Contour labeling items
┌────────

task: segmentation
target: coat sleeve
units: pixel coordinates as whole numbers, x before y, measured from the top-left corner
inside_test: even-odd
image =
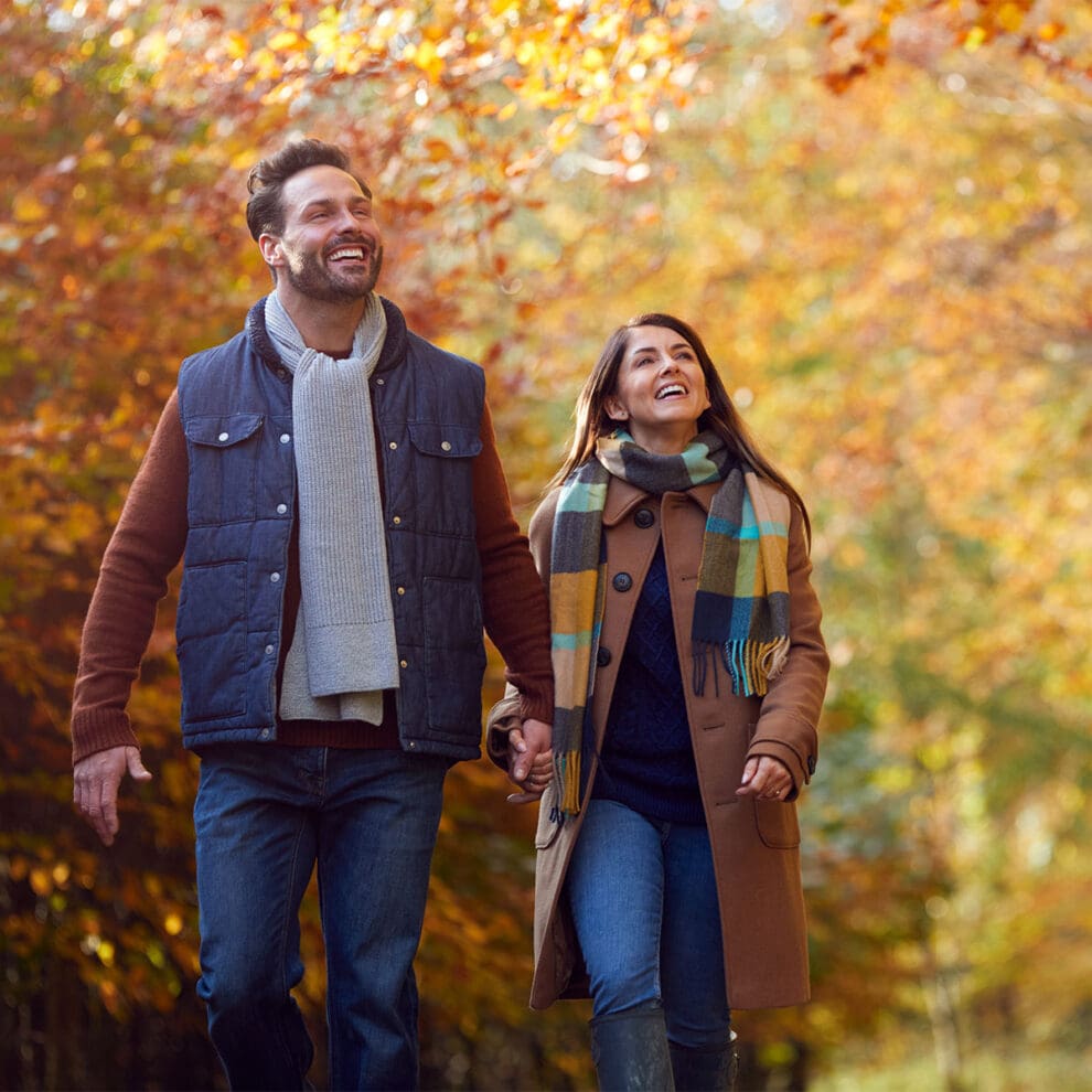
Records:
[[[549,548],[554,533],[554,510],[557,507],[557,492],[550,493],[531,517],[528,536],[535,568],[549,595]],[[508,768],[508,732],[521,722],[523,702],[518,688],[511,682],[501,698],[485,717],[485,753],[502,770]],[[550,718],[546,718],[549,720]]]
[[[815,772],[818,718],[831,661],[820,623],[823,611],[812,587],[804,520],[796,505],[789,523],[789,661],[762,699],[747,758],[779,759],[793,779],[793,799]]]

└────────

Aim of the exercise = Show each line of the items above that contains the string "before". Case matters.

Result of the task =
units: pixel coordinates as whole numbers, x before y, measured from the top-left corner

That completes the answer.